Dataset extract -

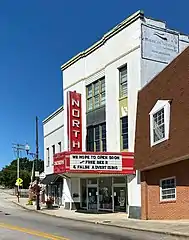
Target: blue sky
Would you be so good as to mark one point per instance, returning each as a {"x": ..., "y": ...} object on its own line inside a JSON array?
[{"x": 37, "y": 36}]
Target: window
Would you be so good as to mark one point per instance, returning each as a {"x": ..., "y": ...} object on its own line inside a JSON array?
[
  {"x": 168, "y": 189},
  {"x": 96, "y": 94},
  {"x": 123, "y": 81},
  {"x": 60, "y": 146},
  {"x": 160, "y": 122},
  {"x": 124, "y": 133},
  {"x": 53, "y": 149},
  {"x": 48, "y": 157},
  {"x": 96, "y": 138},
  {"x": 158, "y": 125}
]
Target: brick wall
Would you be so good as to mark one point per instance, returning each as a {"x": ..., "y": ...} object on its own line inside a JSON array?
[
  {"x": 171, "y": 84},
  {"x": 152, "y": 208}
]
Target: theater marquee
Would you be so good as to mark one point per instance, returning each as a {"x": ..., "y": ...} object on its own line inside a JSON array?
[{"x": 94, "y": 162}]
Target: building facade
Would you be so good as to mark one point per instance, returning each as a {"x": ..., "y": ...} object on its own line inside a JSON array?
[
  {"x": 103, "y": 82},
  {"x": 162, "y": 149}
]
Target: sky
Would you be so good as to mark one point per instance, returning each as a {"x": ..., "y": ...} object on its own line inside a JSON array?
[{"x": 37, "y": 37}]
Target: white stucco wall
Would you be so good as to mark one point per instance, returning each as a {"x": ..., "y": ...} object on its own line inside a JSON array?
[{"x": 53, "y": 134}]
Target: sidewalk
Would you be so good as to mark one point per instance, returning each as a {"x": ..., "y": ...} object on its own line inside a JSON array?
[{"x": 177, "y": 228}]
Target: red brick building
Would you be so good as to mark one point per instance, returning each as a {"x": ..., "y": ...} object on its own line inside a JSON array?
[{"x": 162, "y": 142}]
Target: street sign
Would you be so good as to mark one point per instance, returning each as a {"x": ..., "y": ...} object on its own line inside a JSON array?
[{"x": 19, "y": 182}]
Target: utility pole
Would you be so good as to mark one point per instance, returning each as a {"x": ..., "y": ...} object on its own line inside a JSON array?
[
  {"x": 37, "y": 157},
  {"x": 18, "y": 147}
]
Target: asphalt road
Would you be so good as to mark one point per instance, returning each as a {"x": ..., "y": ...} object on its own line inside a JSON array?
[{"x": 17, "y": 223}]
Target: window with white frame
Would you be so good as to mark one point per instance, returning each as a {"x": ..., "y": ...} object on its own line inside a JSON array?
[
  {"x": 158, "y": 125},
  {"x": 96, "y": 94},
  {"x": 123, "y": 81},
  {"x": 168, "y": 189},
  {"x": 159, "y": 122}
]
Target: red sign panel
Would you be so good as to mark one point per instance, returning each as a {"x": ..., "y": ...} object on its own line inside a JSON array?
[
  {"x": 74, "y": 119},
  {"x": 93, "y": 162}
]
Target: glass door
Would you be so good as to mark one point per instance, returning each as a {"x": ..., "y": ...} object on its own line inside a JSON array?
[
  {"x": 120, "y": 199},
  {"x": 92, "y": 198}
]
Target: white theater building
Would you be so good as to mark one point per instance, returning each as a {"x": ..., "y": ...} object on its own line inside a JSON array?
[{"x": 92, "y": 136}]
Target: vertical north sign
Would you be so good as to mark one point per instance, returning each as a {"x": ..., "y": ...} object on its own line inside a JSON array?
[{"x": 74, "y": 115}]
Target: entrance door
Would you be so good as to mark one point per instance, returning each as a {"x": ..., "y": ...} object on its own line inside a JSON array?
[
  {"x": 120, "y": 199},
  {"x": 92, "y": 198}
]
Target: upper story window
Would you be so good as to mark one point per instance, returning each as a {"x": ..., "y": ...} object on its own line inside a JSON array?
[
  {"x": 123, "y": 83},
  {"x": 96, "y": 94},
  {"x": 158, "y": 126},
  {"x": 124, "y": 133},
  {"x": 168, "y": 189},
  {"x": 159, "y": 122},
  {"x": 96, "y": 138}
]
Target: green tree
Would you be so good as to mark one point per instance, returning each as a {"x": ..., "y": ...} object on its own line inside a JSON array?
[{"x": 8, "y": 174}]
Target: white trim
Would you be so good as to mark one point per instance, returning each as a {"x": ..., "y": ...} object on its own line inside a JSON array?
[
  {"x": 168, "y": 199},
  {"x": 160, "y": 104}
]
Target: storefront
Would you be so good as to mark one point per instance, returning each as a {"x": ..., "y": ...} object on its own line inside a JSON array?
[
  {"x": 95, "y": 181},
  {"x": 104, "y": 194},
  {"x": 54, "y": 186}
]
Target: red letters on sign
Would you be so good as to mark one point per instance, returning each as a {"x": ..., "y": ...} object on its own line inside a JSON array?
[{"x": 74, "y": 121}]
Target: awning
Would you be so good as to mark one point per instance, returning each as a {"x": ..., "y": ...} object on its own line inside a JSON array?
[{"x": 50, "y": 179}]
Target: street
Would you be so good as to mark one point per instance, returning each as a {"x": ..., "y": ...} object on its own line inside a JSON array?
[{"x": 17, "y": 223}]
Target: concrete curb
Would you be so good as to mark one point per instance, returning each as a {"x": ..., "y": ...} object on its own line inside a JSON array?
[{"x": 175, "y": 234}]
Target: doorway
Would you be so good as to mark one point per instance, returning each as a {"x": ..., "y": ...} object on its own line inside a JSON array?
[
  {"x": 92, "y": 198},
  {"x": 120, "y": 199}
]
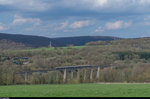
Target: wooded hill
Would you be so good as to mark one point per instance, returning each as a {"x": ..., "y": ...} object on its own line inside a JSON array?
[
  {"x": 131, "y": 58},
  {"x": 39, "y": 41}
]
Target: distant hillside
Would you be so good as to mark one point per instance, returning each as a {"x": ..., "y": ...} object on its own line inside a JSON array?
[
  {"x": 39, "y": 41},
  {"x": 82, "y": 40}
]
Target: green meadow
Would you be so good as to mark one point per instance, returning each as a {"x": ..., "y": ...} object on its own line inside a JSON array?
[{"x": 77, "y": 90}]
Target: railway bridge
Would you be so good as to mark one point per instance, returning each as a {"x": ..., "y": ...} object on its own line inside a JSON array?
[{"x": 71, "y": 70}]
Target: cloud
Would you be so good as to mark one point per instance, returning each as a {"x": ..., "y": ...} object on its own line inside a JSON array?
[
  {"x": 81, "y": 24},
  {"x": 2, "y": 27},
  {"x": 21, "y": 20},
  {"x": 114, "y": 26},
  {"x": 117, "y": 25},
  {"x": 63, "y": 26}
]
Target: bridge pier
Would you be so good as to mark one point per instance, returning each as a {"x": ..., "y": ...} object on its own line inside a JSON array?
[
  {"x": 72, "y": 74},
  {"x": 26, "y": 76},
  {"x": 78, "y": 74},
  {"x": 65, "y": 75},
  {"x": 91, "y": 74},
  {"x": 98, "y": 71}
]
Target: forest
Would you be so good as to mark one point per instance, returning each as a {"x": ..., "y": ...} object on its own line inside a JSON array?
[{"x": 131, "y": 58}]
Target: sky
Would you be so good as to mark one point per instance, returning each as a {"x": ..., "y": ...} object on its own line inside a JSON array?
[{"x": 67, "y": 18}]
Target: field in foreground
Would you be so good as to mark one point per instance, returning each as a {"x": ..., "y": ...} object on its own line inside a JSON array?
[{"x": 77, "y": 90}]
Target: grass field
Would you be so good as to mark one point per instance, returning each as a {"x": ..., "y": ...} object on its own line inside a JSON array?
[{"x": 77, "y": 90}]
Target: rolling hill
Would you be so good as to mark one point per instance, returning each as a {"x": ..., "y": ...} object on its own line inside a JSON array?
[{"x": 39, "y": 41}]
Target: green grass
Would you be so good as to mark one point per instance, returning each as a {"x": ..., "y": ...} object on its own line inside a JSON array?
[{"x": 77, "y": 90}]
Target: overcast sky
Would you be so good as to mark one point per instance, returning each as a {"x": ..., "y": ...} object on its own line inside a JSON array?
[{"x": 64, "y": 18}]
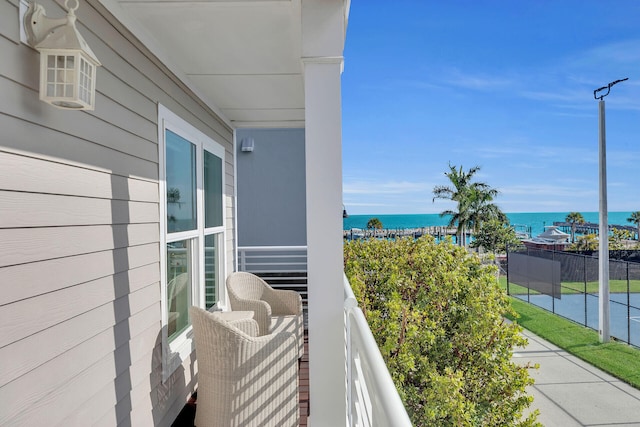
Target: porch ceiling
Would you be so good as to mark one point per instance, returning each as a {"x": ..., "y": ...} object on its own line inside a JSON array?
[{"x": 243, "y": 57}]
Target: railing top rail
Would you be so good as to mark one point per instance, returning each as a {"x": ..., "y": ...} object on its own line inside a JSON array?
[{"x": 272, "y": 248}]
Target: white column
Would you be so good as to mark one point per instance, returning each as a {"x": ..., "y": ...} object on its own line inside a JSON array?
[{"x": 323, "y": 151}]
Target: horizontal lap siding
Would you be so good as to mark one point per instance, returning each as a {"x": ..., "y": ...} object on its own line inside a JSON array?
[{"x": 80, "y": 309}]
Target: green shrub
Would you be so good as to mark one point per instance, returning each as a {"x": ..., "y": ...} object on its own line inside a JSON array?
[{"x": 436, "y": 314}]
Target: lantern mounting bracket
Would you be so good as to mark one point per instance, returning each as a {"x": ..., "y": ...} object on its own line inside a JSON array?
[{"x": 38, "y": 25}]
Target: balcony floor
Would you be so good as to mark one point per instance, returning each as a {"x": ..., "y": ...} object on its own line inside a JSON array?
[{"x": 188, "y": 413}]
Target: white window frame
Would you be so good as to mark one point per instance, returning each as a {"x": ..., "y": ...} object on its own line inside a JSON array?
[{"x": 181, "y": 347}]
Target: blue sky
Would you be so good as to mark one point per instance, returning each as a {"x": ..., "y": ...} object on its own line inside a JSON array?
[{"x": 505, "y": 85}]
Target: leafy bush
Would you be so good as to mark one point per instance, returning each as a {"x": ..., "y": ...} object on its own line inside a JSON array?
[{"x": 436, "y": 314}]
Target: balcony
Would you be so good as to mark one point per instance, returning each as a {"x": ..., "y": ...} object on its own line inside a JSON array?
[{"x": 371, "y": 398}]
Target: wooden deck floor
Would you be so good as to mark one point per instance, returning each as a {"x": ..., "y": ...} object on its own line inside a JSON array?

The request - Please copy the items above word for word, starting from the line that contains "Target: balcony floor" and continuing through the final line of the items.

Reply -
Target: balcony floor
Would you be so good as to mark one point per instance, returning each as a {"x": ..., "y": ...} object on its own line inside a JSON array?
[{"x": 188, "y": 413}]
Target: white window frame
Would you be so good as to mark one point per instance, returning each as a {"x": ..., "y": ...} object on its own line inside a JSON array?
[{"x": 181, "y": 347}]
Target: blue sky
Would you be so good as to mark one point per instance, returning each as a {"x": ..., "y": ...} object on its own line inside a JSON array?
[{"x": 505, "y": 85}]
Target: leafy bush
Would you be so good as to mark one point per instance, returning each as a {"x": ..., "y": ...} object on its own line inside a JSON array?
[{"x": 436, "y": 314}]
Target: balcony
Would you be so good as to mark one point per instance, returning each as a {"x": ..., "y": ...} object on its own line inside a JSON array?
[{"x": 371, "y": 398}]
Target: wooden deck floor
Would you be so good as to mark one point per instance, returning each as a {"x": ..., "y": ...} object on its own line inside a JSON array?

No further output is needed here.